◆ 本文抜粋
--------
生物学辞典によれば、「植物性粘物質の一種で、粘質性の複合多糖類混合物である」と記されています。また、寒天ハンドブックによれば、「①紅藻類の細胞壁成分で、約70%アガロースと約30%アガロペクチンの混合物、②紅藻類を物理的・化学的に処理し、抽出精製した乾燥製品、③親水性コロイドで、冷水(40~50℃前後)に不溶、熱水(80℃以上)に可溶であり、温度可逆性を有し、熱水溶液を冷却すると弾力性のゲルとなり、加熱すると融解する。」と物質・抽出法・物性の観点から定義されています。専門家以外の者には難しい内容ですが、要するに「寒天は熱水加熱しないと解けず、人の体温ほどに冷やすとかたまる。一旦固まった寒天は80℃以上に熱さないと解けない。」ということです。私たちは、水のように溶ける温度と固まる温度は同じだと感じていますが、固まる温度と解ける温度が異なる物質もあります。この性質が後に様々な病原体の発見へと繋がっていくことについては後に述べることにします。
--------
◆ 必要なこと
寒天の定義を述べた本文を、最後の文のあとから書き継いでください。

◆ データの内容
--------
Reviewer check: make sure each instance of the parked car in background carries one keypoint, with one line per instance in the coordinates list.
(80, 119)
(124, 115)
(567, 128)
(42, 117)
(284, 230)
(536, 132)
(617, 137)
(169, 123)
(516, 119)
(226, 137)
--------
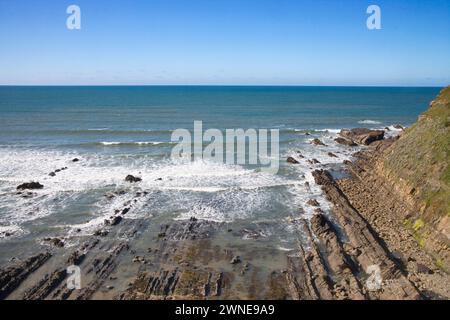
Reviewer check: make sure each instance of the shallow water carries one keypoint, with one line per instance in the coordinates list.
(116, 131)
--------
◆ 結果
 寒天に似通ったものに「ゼラチン」や「ナタデココ」があります。ゼラチンは、コラーゲンの加熱誘導体たんぱく質で、動物に由来します。1%溶液は40℃前後以下でゲルとなり、それ以上の温度になると再び溶け、長時間加熱すると固まらなくなります。また、比較的最近に発明された「ナタデココ」(nata de coco:「ココナッツミルクの表面にできた膜層」の意)はココナッツミルクを好気性乳酸菌で発酵し、その表面にできたセルロース層のことで、植物性の寒天や動物性のゼラチンと違い細菌由来のセルロースで、寒天とは異なるものです。

寒天と瓊(ところ)脂(てん)の関係

現在私たちが「心太(トコロテン)」と呼んでいる物は寒天を材料として作られますが、かつては紅藻類の煮汁を煮凝らせたものでした。寒天はその煮凝りを凍結乾燥させて作った乾物なのです。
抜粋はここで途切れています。